● **WORK TO BE COMPLETED**:
The lines to output run from the first line of the entries below through the line containing "the stamen, and"; copy them exactly and leave out pictures.

Stored items from a collection:
<<<<

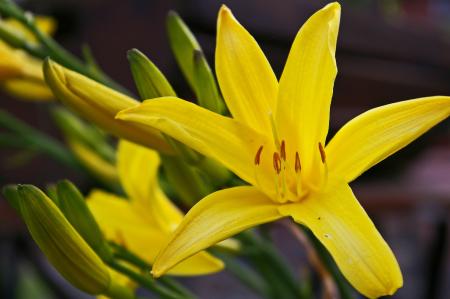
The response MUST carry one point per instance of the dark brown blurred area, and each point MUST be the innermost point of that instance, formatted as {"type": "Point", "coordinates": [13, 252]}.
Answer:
{"type": "Point", "coordinates": [387, 51]}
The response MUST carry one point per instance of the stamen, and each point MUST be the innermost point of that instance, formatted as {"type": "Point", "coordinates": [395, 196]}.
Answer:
{"type": "Point", "coordinates": [258, 155]}
{"type": "Point", "coordinates": [298, 166]}
{"type": "Point", "coordinates": [322, 153]}
{"type": "Point", "coordinates": [283, 150]}
{"type": "Point", "coordinates": [274, 130]}
{"type": "Point", "coordinates": [277, 162]}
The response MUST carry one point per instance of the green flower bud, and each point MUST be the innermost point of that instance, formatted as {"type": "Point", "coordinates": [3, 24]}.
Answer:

>>>>

● **SOLUTION TO THIS TASK**:
The response MUST carry one point per instance of the dark brown blurred area, and each point MUST be the innermost point of that instance, formatted as {"type": "Point", "coordinates": [13, 252]}.
Answer:
{"type": "Point", "coordinates": [387, 51]}
The response MUST carry one point per instance of the stamen, and each point MUST be the innermost point of that instance, formatted as {"type": "Point", "coordinates": [395, 196]}.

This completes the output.